## Work instructions
Reproduce every record below exactly as written, but leave out any pictures.

## Raw records
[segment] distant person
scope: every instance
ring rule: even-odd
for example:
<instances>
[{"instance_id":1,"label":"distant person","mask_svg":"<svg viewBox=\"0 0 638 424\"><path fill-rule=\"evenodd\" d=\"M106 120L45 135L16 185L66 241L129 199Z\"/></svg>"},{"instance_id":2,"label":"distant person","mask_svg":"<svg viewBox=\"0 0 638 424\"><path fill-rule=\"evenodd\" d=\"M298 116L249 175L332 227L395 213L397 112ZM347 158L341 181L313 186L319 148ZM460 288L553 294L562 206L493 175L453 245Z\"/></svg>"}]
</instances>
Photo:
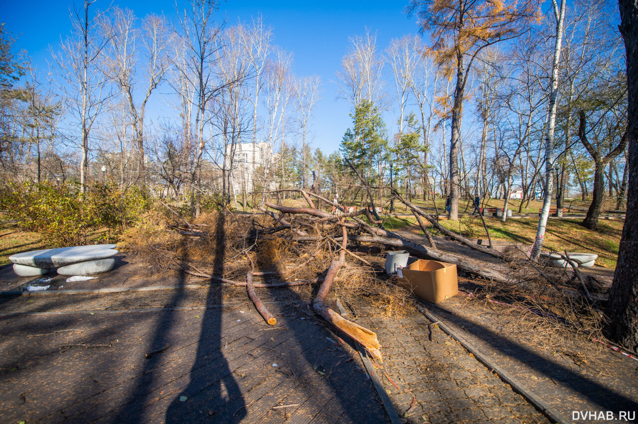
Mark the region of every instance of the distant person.
<instances>
[{"instance_id":1,"label":"distant person","mask_svg":"<svg viewBox=\"0 0 638 424\"><path fill-rule=\"evenodd\" d=\"M480 210L478 209L478 207L480 206L480 197L479 197L477 195L477 197L474 198L474 211L472 212L473 215L477 212L478 213L479 215L480 215Z\"/></svg>"}]
</instances>

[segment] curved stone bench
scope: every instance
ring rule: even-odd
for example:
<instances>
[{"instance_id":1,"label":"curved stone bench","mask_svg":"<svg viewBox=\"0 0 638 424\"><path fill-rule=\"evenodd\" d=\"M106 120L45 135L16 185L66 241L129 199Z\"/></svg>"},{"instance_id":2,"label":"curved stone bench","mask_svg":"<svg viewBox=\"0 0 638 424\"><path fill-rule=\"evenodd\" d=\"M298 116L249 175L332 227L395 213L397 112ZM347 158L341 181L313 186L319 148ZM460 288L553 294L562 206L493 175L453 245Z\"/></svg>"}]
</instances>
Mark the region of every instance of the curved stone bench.
<instances>
[{"instance_id":1,"label":"curved stone bench","mask_svg":"<svg viewBox=\"0 0 638 424\"><path fill-rule=\"evenodd\" d=\"M596 253L581 253L577 252L568 252L569 258L577 267L592 267L596 262L598 255ZM542 253L542 255L549 258L552 265L559 268L564 268L568 266L567 261L563 259L562 257L558 253Z\"/></svg>"},{"instance_id":2,"label":"curved stone bench","mask_svg":"<svg viewBox=\"0 0 638 424\"><path fill-rule=\"evenodd\" d=\"M9 257L20 277L43 275L57 268L61 275L94 275L113 269L118 253L115 244L75 246L26 251Z\"/></svg>"}]
</instances>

## Answer to the task
[segment] distant person
scope: every instance
ring rule: even-odd
for example:
<instances>
[{"instance_id":1,"label":"distant person","mask_svg":"<svg viewBox=\"0 0 638 424\"><path fill-rule=\"evenodd\" d=\"M106 120L45 135L16 185L66 241L129 199Z\"/></svg>"},{"instance_id":2,"label":"distant person","mask_svg":"<svg viewBox=\"0 0 638 424\"><path fill-rule=\"evenodd\" d=\"M298 116L249 175L332 227L395 213L397 112ZM347 158L341 181L313 186L319 148ZM460 288L553 294L562 206L493 175L453 245Z\"/></svg>"}]
</instances>
Photo:
Mark the region of every instance of the distant person.
<instances>
[{"instance_id":1,"label":"distant person","mask_svg":"<svg viewBox=\"0 0 638 424\"><path fill-rule=\"evenodd\" d=\"M480 210L478 209L478 207L480 206L480 197L479 197L477 195L477 197L474 198L474 211L472 212L473 215L477 212L478 213L479 215L480 215Z\"/></svg>"}]
</instances>

[segment] curved stone bench
scope: every instance
ring rule: even-odd
for example:
<instances>
[{"instance_id":1,"label":"curved stone bench","mask_svg":"<svg viewBox=\"0 0 638 424\"><path fill-rule=\"evenodd\" d=\"M106 120L45 135L16 185L66 241L129 199Z\"/></svg>"},{"instance_id":2,"label":"curved stone bench","mask_svg":"<svg viewBox=\"0 0 638 424\"><path fill-rule=\"evenodd\" d=\"M298 116L249 175L332 227L395 213L397 112ZM347 158L341 181L313 186L319 148ZM460 288L553 294L562 206L493 175L453 245Z\"/></svg>"}]
</instances>
Mark the region of every instance of the curved stone bench.
<instances>
[{"instance_id":1,"label":"curved stone bench","mask_svg":"<svg viewBox=\"0 0 638 424\"><path fill-rule=\"evenodd\" d=\"M596 253L581 253L577 252L568 252L569 258L577 267L592 267L596 262L598 255ZM542 253L542 255L549 258L552 265L559 268L564 268L568 266L567 261L563 259L562 257L558 253Z\"/></svg>"},{"instance_id":2,"label":"curved stone bench","mask_svg":"<svg viewBox=\"0 0 638 424\"><path fill-rule=\"evenodd\" d=\"M9 257L20 277L43 275L57 268L61 275L94 275L113 269L118 253L115 244L75 246L26 251Z\"/></svg>"}]
</instances>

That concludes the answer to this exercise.